EXERCISE DIRECTIONS
Return each line of the listing below that contains the string "stands", copying the lines in full. Matches must have the same case.

SOURCE MATERIAL

/---

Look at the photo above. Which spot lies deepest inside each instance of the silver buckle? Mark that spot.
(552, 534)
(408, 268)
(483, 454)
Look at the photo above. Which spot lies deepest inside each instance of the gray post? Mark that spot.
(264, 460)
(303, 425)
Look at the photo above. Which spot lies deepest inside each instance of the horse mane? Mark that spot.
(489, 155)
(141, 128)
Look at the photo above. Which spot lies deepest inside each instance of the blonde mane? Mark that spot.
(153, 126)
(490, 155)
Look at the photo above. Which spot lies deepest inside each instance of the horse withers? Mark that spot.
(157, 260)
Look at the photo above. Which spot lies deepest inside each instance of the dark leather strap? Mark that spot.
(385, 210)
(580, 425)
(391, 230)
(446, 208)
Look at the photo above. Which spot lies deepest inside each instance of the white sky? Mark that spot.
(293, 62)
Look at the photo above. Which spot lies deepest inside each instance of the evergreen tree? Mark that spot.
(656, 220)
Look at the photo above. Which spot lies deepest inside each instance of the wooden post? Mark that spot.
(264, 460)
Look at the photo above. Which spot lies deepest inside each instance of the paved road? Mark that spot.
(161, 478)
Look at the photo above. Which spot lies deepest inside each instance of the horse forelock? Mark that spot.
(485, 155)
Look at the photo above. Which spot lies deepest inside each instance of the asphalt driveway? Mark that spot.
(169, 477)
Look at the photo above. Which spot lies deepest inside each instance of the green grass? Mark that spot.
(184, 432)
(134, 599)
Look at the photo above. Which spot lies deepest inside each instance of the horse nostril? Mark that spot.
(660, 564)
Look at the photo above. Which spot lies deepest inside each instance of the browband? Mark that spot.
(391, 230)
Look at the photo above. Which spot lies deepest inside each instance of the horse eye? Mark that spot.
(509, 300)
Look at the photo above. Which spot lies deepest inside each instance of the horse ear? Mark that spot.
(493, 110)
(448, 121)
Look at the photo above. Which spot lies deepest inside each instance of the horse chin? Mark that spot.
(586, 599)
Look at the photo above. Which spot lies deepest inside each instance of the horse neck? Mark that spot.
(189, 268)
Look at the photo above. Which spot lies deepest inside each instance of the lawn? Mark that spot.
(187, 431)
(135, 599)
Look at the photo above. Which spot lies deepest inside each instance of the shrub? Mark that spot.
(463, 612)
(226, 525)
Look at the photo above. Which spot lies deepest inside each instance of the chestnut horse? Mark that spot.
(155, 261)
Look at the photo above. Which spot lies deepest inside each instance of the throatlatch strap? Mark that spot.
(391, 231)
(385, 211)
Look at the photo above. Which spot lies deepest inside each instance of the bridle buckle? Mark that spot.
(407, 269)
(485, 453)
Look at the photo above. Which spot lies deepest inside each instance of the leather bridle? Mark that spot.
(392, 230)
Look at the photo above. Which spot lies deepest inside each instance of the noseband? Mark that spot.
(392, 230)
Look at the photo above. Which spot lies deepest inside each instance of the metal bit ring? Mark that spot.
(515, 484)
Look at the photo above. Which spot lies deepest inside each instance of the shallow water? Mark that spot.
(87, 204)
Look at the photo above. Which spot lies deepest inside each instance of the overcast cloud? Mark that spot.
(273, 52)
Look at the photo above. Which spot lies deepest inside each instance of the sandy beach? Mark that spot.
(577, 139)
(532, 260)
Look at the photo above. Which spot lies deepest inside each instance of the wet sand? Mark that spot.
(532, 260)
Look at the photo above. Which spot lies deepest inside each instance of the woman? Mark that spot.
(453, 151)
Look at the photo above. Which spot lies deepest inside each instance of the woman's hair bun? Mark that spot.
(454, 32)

\---
/---

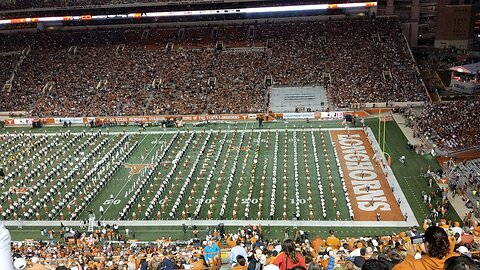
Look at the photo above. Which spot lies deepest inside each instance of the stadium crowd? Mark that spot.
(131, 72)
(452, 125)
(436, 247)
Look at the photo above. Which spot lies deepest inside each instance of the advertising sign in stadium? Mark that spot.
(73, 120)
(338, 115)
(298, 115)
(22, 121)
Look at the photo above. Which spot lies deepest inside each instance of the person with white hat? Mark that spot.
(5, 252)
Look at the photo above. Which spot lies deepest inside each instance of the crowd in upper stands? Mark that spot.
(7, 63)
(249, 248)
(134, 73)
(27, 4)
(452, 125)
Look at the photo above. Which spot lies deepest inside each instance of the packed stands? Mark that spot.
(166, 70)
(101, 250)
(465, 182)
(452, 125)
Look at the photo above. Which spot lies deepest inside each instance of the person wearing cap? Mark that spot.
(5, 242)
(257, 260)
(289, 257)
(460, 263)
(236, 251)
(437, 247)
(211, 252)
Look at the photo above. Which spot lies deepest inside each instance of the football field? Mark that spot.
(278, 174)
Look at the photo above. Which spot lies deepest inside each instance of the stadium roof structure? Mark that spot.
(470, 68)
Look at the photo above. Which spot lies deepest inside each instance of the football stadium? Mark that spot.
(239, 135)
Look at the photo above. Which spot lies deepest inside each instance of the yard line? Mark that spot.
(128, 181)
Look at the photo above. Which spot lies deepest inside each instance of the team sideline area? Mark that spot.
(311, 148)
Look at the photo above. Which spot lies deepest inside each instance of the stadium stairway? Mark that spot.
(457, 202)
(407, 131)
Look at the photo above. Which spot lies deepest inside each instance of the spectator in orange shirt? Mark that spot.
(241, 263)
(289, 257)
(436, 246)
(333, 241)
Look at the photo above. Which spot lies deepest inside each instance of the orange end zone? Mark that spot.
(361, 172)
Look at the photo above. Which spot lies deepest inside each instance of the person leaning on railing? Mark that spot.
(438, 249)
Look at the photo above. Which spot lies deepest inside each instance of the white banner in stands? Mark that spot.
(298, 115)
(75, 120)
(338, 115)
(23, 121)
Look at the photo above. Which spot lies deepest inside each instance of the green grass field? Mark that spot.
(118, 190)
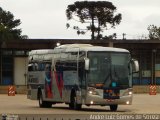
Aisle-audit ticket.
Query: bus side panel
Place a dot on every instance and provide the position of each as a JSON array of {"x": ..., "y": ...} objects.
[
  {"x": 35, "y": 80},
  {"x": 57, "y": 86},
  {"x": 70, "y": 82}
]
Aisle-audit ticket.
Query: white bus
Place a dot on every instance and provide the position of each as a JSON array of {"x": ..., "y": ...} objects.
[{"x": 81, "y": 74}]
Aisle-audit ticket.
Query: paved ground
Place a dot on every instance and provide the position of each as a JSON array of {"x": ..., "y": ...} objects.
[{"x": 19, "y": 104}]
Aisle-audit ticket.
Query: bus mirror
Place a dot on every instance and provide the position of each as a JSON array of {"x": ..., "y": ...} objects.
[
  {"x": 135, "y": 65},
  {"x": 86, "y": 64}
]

\---
/---

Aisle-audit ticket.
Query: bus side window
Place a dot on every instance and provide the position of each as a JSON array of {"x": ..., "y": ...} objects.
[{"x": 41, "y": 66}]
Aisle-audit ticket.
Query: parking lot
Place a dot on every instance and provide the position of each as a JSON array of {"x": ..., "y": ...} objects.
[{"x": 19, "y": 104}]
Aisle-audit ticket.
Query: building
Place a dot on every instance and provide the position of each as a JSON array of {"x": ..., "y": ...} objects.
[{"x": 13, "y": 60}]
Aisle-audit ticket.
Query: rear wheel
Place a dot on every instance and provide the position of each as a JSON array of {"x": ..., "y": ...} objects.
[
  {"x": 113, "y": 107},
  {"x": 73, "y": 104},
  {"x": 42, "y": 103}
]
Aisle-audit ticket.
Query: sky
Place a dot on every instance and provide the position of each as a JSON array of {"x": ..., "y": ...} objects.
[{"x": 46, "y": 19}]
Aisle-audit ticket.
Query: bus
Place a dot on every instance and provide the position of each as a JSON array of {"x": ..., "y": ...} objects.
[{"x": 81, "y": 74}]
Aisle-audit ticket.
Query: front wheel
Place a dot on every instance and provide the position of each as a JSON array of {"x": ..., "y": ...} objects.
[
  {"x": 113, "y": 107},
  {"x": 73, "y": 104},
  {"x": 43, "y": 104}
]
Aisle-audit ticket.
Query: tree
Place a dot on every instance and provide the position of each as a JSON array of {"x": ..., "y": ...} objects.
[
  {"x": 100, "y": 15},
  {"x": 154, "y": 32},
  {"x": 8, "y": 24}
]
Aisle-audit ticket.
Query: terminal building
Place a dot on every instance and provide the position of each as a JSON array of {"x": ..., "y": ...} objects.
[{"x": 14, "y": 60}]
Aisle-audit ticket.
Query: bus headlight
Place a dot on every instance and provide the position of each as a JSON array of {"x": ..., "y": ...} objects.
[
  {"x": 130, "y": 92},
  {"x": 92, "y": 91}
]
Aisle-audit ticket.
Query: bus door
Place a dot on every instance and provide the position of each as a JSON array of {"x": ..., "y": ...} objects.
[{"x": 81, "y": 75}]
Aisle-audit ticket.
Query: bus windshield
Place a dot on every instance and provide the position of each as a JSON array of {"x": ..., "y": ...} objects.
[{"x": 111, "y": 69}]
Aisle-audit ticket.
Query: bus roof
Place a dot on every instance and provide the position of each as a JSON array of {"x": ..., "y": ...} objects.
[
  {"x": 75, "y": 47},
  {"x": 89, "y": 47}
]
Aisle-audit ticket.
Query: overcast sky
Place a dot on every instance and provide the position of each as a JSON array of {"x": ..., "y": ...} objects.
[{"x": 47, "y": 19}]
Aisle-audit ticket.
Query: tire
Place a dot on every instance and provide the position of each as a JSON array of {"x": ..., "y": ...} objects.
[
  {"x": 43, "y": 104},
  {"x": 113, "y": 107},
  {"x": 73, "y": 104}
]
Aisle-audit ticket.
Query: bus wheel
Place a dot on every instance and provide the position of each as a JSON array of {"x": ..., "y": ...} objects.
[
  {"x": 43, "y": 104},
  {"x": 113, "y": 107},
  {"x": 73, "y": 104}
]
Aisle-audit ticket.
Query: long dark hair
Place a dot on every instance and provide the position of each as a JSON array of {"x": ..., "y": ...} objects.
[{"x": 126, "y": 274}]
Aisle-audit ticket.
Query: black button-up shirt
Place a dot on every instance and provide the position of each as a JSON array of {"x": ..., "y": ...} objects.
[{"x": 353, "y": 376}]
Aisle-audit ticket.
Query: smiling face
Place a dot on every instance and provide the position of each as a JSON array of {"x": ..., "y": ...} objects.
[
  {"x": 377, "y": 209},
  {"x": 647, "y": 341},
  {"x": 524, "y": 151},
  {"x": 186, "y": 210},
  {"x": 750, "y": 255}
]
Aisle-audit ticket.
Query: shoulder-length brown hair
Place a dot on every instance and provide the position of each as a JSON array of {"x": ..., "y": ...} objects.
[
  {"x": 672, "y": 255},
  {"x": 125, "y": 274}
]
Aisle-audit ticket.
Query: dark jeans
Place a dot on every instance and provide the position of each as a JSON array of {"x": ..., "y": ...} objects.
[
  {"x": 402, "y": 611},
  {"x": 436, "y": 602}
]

\---

COMPLETED TASK
Look at the photo above. Which spot lies deepest inside each instance of the crowd in upper stands? Mark that spot.
Look at the photo above. Which spot lies deepest inside each instance of the packed stands? Mark that spot.
Look at the photo above. Which spot lies deepest inside each instance of the white banner in stands? Mark that spot.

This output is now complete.